(Records from a collection)
——

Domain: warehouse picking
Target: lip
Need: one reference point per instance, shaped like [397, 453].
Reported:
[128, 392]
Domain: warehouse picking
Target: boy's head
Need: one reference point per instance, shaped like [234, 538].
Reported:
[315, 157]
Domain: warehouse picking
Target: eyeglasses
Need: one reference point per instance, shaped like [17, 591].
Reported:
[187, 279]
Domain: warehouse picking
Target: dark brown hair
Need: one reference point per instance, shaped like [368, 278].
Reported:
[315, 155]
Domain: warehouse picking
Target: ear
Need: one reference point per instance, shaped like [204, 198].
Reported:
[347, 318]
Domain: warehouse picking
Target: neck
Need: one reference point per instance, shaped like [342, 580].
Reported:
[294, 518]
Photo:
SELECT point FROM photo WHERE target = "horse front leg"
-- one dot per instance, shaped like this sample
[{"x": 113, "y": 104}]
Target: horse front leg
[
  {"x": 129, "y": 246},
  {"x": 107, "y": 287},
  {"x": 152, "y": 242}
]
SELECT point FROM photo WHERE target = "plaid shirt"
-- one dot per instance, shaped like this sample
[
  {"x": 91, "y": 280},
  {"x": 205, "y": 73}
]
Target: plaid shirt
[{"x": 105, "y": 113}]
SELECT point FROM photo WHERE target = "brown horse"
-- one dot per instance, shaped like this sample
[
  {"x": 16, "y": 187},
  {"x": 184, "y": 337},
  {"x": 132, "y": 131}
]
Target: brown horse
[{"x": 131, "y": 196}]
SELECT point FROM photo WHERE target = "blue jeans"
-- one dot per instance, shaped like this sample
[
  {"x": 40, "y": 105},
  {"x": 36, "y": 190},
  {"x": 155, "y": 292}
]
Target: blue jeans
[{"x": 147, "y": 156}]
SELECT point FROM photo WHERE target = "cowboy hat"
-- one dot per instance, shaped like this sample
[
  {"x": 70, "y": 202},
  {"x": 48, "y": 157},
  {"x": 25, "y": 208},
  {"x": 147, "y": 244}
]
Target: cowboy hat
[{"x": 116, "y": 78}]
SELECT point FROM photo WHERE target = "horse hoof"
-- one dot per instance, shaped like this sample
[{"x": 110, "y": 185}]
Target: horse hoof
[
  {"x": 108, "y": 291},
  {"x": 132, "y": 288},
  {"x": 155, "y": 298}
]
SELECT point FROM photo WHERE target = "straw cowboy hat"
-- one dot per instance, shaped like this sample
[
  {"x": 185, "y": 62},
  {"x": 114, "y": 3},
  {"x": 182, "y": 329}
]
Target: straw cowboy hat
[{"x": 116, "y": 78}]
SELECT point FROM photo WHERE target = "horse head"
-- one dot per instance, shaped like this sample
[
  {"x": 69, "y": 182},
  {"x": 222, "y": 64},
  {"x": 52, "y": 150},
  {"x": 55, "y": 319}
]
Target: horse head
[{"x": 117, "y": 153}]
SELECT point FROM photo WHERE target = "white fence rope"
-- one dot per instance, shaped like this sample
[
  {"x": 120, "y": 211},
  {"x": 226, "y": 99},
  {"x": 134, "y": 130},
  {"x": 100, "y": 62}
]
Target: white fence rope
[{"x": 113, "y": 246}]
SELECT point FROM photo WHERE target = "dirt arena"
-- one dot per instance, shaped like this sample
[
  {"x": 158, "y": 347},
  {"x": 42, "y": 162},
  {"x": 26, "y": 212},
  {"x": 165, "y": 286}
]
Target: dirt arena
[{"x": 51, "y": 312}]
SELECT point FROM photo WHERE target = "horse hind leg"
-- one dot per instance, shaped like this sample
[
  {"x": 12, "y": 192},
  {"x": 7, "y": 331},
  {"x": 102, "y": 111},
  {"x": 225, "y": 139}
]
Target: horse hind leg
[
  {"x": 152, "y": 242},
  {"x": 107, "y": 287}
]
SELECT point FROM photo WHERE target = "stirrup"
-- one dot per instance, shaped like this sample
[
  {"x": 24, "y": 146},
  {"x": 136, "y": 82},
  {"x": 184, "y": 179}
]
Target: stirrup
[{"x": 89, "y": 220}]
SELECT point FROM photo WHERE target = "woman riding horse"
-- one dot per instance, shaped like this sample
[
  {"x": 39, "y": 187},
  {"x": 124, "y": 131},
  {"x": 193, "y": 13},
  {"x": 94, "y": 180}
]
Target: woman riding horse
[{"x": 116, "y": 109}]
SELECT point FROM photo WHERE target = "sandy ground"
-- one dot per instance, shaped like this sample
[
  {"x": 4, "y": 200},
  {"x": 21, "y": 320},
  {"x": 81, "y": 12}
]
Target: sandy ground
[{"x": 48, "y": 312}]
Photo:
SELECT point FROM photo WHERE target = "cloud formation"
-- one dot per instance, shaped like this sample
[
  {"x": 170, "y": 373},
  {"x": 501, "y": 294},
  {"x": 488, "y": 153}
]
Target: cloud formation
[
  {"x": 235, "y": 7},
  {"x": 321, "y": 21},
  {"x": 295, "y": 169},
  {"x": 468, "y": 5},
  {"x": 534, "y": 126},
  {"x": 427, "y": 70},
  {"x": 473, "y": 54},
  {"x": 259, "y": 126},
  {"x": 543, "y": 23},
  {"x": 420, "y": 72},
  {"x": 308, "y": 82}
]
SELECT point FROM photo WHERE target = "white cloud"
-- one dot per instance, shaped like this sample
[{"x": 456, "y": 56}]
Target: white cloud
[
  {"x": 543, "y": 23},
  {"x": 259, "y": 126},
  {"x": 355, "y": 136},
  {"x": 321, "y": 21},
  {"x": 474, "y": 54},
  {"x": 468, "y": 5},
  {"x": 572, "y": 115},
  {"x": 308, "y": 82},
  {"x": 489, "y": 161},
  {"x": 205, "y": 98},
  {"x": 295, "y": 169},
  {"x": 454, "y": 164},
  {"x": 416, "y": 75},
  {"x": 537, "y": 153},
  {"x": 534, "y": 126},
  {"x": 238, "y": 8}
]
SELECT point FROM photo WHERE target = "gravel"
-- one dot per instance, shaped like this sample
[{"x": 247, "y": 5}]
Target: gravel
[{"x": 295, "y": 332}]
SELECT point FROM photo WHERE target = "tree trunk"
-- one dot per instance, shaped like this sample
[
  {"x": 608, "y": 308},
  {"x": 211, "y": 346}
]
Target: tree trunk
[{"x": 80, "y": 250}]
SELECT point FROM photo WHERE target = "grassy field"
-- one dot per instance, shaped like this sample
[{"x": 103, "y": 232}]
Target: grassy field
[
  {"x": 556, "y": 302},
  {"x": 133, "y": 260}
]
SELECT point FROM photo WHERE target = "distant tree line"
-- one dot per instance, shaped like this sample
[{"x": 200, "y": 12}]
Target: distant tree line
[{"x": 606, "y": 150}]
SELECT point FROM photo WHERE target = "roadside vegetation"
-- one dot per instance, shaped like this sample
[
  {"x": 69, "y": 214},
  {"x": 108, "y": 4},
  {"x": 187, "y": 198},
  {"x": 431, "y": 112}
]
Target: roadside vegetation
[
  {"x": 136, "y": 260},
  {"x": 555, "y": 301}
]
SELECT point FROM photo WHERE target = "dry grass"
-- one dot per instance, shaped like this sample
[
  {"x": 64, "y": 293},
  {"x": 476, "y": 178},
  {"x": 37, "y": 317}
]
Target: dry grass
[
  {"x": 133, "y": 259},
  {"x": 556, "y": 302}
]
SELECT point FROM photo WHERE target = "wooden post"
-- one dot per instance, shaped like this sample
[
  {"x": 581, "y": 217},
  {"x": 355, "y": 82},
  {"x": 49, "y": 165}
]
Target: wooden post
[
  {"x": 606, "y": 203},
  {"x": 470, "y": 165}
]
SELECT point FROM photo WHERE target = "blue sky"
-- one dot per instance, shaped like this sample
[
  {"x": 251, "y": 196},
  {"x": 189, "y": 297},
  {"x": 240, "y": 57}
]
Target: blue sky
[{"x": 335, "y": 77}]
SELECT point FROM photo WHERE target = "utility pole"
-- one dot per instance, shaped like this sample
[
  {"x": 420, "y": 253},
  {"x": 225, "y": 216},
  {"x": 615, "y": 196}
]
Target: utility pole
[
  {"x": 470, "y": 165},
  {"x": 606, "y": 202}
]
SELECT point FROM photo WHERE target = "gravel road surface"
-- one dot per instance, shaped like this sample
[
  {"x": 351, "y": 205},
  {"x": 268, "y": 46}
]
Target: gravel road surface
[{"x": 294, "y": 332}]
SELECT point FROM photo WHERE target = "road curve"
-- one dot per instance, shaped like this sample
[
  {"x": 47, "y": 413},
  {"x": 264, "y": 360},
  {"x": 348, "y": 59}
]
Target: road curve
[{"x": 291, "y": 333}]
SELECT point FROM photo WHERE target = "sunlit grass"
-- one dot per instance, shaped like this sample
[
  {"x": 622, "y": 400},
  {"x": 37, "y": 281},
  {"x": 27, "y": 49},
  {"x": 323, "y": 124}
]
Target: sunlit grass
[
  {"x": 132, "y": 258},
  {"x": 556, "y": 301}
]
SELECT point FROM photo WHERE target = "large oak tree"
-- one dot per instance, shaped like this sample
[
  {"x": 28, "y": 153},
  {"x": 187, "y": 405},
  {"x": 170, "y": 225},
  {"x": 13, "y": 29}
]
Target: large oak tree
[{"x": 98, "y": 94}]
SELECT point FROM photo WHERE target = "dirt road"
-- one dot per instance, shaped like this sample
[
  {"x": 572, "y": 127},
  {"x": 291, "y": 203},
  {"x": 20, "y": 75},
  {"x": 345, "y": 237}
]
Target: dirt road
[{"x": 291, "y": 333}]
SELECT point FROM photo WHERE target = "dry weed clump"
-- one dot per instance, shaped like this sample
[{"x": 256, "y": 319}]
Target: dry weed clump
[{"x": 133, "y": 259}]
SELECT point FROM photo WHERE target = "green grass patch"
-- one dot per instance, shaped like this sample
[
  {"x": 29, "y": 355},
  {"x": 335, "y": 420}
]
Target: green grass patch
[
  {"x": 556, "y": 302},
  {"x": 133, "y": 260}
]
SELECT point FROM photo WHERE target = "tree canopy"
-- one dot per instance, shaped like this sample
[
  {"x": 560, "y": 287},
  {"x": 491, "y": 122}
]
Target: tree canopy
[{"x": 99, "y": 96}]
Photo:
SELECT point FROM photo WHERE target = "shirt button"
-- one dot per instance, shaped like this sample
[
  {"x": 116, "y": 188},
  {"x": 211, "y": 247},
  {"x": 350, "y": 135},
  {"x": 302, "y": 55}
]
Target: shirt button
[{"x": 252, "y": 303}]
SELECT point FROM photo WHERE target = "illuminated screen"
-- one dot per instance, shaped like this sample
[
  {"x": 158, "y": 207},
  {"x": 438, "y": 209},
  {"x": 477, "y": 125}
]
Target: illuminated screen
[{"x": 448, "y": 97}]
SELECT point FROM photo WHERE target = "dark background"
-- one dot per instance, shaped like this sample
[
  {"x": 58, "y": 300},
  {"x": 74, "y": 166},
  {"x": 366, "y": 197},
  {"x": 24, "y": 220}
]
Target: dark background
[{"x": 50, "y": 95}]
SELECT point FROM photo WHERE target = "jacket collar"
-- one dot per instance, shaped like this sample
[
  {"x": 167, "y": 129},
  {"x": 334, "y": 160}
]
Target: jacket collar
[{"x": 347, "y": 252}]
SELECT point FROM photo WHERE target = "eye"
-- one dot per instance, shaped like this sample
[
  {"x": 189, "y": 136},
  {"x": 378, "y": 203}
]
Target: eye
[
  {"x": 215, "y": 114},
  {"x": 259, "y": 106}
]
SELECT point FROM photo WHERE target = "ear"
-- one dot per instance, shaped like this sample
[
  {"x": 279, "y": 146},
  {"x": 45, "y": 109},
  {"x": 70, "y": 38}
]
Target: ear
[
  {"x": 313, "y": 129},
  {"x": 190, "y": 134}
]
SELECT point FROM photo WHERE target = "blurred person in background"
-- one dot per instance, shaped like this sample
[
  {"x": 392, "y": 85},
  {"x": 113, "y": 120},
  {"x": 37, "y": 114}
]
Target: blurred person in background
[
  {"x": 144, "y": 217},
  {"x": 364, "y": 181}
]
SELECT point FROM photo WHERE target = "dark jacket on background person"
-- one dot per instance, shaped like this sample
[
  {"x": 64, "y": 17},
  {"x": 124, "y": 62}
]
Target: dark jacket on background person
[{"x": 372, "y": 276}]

——

Set task -> Report every line of the data above that contains the string "head".

Answer for the task ->
Target: boy's head
SELECT point FROM photo WHERE target = "horse head"
Target: horse head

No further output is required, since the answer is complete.